EXERCISE BRIEF: Every line of the listing is to be printed again exactly.

--- PROVIDED MATERIAL Enclosed Below ---

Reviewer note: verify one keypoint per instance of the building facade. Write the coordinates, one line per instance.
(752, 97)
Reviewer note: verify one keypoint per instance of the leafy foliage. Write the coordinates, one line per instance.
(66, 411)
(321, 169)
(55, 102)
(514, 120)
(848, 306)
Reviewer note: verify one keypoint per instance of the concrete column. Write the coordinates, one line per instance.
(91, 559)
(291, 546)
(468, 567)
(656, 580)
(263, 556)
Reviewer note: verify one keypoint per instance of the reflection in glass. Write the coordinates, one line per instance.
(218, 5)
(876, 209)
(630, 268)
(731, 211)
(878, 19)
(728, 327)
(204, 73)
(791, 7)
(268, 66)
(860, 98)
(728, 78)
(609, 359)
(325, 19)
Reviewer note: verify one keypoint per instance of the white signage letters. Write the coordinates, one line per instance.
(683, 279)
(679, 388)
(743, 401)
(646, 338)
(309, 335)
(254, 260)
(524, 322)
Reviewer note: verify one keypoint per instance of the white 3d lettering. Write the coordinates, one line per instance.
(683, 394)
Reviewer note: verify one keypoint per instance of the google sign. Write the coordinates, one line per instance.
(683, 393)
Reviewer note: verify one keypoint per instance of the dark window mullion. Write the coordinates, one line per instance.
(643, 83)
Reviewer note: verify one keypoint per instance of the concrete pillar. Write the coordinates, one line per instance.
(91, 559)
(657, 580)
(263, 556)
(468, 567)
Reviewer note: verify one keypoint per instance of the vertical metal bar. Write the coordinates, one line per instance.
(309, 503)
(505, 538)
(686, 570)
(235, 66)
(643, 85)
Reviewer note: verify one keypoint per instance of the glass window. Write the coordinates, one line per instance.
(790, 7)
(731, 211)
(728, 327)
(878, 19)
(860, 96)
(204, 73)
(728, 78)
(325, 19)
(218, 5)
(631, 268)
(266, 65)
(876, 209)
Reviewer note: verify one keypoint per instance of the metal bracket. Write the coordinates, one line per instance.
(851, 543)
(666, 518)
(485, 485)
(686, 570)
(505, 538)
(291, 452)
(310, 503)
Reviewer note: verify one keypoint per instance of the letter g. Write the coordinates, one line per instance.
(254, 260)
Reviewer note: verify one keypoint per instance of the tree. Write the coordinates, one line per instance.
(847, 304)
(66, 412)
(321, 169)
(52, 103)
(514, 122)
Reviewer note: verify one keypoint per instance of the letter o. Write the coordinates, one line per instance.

--- End of Enclosed PROVIDED MATERIAL ---

ANSWER:
Reviewer note: verify one keypoint per instance of the building facade. Write the coordinates, one line per instance.
(752, 97)
Reviewer note: verify one keypoint per instance of the leafy foliage. Write the coordinates, one line per instance.
(66, 411)
(321, 169)
(55, 102)
(514, 120)
(848, 306)
Reviewer note: verify one keypoint per instance of the concrete column. Write the coordinates, one line per instance.
(91, 559)
(291, 546)
(468, 567)
(656, 580)
(263, 556)
Reviewer note: verify one keypoint per instance of the reflection in glass. Write the coordinates, one line per instance.
(218, 5)
(876, 209)
(630, 268)
(731, 211)
(878, 19)
(728, 327)
(204, 73)
(791, 7)
(268, 66)
(860, 98)
(728, 78)
(609, 359)
(325, 19)
Reviewer note: verify one keypoint per instance of the white signage letters. Write the coordinates, one line per instance.
(683, 279)
(679, 388)
(743, 401)
(646, 338)
(309, 335)
(254, 260)
(524, 322)
Reviewer note: verify one keypoint per instance of the white 3d lettering. Write the coordinates, one line per instance.
(683, 394)
Reviewer note: verify one keypoint per instance of the google sign. Write the coordinates, one line per instance.
(683, 393)
Reviewer note: verify one keypoint per instance of the dark window mullion. Write the coordinates, one line per instance.
(643, 83)
Reviewer note: verify one keypoint per instance of the concrete pillar. Write the coordinates, one line per instance.
(91, 559)
(657, 580)
(263, 556)
(468, 567)
Reviewer note: verify one keypoint per instance of the vertical metal bar. Write the coordinates, one line per instance.
(309, 503)
(505, 538)
(686, 570)
(235, 66)
(643, 85)
Reviewer note: verify one keypoint per instance of the glass window. Write the coordinates, one line per instance.
(790, 7)
(731, 211)
(728, 327)
(878, 19)
(860, 96)
(204, 73)
(728, 78)
(325, 19)
(218, 5)
(631, 268)
(266, 65)
(876, 209)
Reviewer note: verify one keypoint per instance of the metal bracket. Write the coordinates, one line per instance.
(851, 543)
(666, 518)
(485, 485)
(686, 570)
(505, 538)
(291, 452)
(310, 503)
Reviewer note: verify one keypoint per instance of the letter g. Write the coordinates, one line per instance.
(254, 260)
Reviewer note: verify one keypoint per instance of the tree. Write the coordinates, one line per instance.
(847, 304)
(66, 412)
(321, 169)
(52, 103)
(514, 122)
Reviewer note: verify one keypoint per instance of the letter o. Write the coordinates, one line per instance.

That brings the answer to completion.